**Stated problem:** Can all of these lines be returned exactly?

-- Start of Available records --

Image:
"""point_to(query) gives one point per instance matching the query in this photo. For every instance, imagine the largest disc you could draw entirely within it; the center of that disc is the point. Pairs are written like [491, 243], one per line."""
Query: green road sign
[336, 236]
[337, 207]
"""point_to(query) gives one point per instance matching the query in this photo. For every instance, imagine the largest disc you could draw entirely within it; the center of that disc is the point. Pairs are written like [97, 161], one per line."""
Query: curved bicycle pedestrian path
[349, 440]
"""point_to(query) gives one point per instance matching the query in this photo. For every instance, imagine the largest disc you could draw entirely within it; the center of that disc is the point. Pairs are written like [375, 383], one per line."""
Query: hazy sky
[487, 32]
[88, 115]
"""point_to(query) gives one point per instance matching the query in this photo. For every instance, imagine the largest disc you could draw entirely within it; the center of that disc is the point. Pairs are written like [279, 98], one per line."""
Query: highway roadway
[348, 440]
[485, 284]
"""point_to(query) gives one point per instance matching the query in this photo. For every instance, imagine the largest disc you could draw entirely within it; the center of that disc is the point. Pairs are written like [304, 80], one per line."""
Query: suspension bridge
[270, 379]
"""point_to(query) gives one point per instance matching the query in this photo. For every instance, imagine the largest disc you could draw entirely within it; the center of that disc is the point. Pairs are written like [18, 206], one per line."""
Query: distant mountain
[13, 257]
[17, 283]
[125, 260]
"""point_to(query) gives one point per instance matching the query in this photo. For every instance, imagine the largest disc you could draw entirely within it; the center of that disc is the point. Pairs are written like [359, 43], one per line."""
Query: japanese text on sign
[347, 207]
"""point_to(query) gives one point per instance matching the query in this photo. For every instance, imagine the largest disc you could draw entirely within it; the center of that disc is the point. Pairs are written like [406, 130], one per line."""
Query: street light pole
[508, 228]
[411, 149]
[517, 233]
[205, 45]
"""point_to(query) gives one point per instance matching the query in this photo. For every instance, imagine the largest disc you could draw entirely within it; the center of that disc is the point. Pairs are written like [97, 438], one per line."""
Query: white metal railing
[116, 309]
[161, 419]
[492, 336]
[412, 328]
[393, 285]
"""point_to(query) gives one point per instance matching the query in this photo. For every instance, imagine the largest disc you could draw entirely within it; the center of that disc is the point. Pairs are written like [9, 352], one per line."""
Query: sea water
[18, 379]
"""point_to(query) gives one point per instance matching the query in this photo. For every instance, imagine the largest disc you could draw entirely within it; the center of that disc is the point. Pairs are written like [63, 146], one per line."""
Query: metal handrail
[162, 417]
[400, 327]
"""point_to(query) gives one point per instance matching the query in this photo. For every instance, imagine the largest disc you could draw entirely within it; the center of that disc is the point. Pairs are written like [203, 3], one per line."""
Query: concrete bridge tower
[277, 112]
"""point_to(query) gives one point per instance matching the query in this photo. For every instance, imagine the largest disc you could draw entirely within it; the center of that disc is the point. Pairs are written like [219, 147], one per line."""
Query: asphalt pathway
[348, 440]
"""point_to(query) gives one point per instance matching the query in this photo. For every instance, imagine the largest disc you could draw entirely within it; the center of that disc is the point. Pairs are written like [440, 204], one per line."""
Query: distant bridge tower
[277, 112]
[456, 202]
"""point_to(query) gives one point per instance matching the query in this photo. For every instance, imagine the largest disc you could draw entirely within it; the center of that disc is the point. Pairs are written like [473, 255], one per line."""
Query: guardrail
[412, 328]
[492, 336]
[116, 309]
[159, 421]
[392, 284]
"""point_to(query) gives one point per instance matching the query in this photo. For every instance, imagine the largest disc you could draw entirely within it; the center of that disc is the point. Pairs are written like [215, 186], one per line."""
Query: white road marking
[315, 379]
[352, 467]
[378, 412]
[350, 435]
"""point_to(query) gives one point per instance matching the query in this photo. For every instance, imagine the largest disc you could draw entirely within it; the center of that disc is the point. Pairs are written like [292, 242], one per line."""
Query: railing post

-- End of Available records --

**Reply:**
Image:
"""point_to(query) gives one point per instance matching the query in this photo. For every instance, imagine the largest disc you could draw entirely within it; the center of that disc is the point. Pairs are written like [491, 243], one per line."""
Query: green road sign
[336, 236]
[337, 207]
"""point_to(query) gives one point per instance matching the query in this photo. For every instance, imagine the largest disc you could draw entirely within it; the center of that disc is the point. Pairs are written like [97, 161], one per line."""
Query: curved bicycle pedestrian path
[349, 440]
"""point_to(query) gives one point per instance matching the query in this photo. For every instance, imagine the largest disc you could draw entirely within it; the center of that disc is the point. Pairs are written like [375, 383], one per line."""
Query: hazy sky
[487, 32]
[88, 115]
"""point_to(query) gives one point per instance matching the query in this photo. For every instance, imagine the largest disc you could draw entirely within it; the center of that disc is the point. Pairs are written like [279, 98], one per line."""
Query: highway roadway
[348, 440]
[485, 284]
"""point_to(query) gives one point per instance matching the query in this photo. For every instance, imagine the largest disc you could draw entirely within it; the center of that disc is the point. Pairs are written like [304, 80], one per line."""
Query: suspension bridge
[270, 379]
"""point_to(query) gives one point per instance matching the query in this photo. For every instance, imagine the largest disc you could draw entirely within it; the center of that disc is the point. Pairs are written like [18, 206], one per line."""
Query: distant mountain
[13, 257]
[17, 283]
[125, 260]
"""point_to(query) gives one point per instance matching the query in this photo. For every instance, imagine the largest disc you could draw entirely within it; the center of that disc is the point. Pairs are written like [359, 43], one per line."""
Query: japanese text on sign
[347, 207]
"""point_to(query) gives one point per instance matching the query in this photo. For every instance, imagine the largest disc you could draw entirely within it; the center of that disc is the point. Pairs are written like [406, 130], one per line."""
Query: street light pole
[508, 228]
[411, 149]
[517, 233]
[205, 45]
"""point_to(query) gives one point per instance matching the query in this photo. For every instance, imagine the largest disc you could draw entirely within it; the center of that disc is the point. Pairs are written like [97, 438], one per line."""
Query: white metal railing
[116, 309]
[161, 419]
[492, 336]
[412, 328]
[393, 285]
"""point_to(query) gives one point per instance matching the query in this photo. For every instance, imagine the largest disc you could draw entirely within it; the center of that disc is the point. Pairs are written like [9, 352], one per line."""
Query: sea water
[18, 379]
"""point_to(query) gives one point per instance matching the query in this photo. For every instance, imagine the largest disc you could draw entirely within it; the center of that disc is the point. Pairs are written like [63, 146], one per line."""
Query: metal handrail
[162, 417]
[400, 327]
"""point_to(query) gives one point per instance matching the query in this photo. For every instance, imagine the largest disc you could draw entirely within it; the center of that disc is the point. Pairs are written like [203, 3], one per line."""
Query: concrete bridge tower
[277, 112]
"""point_to(query) gives one point per instance matching the query in this photo. For every instance, imagine the largest disc you could draw entirely within it; the center of that disc is the point. Pairs are written like [219, 147], one per line."""
Query: asphalt pathway
[348, 440]
"""point_to(query) gives one point per instance matching the query in this photo. For every instance, imagine the largest disc you could draw entirely within it; the center of that disc is the point. Pairs are written like [440, 204], one per line."""
Query: distant bridge tower
[277, 112]
[456, 202]
"""point_to(query) gives one point per instance matching the query in this photo. For every instance, imagine the largest disc you could draw entirely within it; the center of that disc is the point. Pairs are written like [473, 255], one per line."""
Query: guardrail
[412, 328]
[492, 336]
[116, 309]
[159, 421]
[392, 284]
"""point_to(query) gives one point per instance matching the query in this photo. For every instance, imagine the largest disc you could draw entirely within it; the center of that disc is the point. Pairs are written like [215, 186], one per line."""
Query: white road marking
[315, 379]
[352, 467]
[378, 412]
[350, 435]
"""point_to(query) gives one point per instance matching the query in this photo. For every instance, imagine the largest disc you could draw entirely within it; the center of that disc is the point. Pairs are written like [292, 242], one per line."""
Query: railing post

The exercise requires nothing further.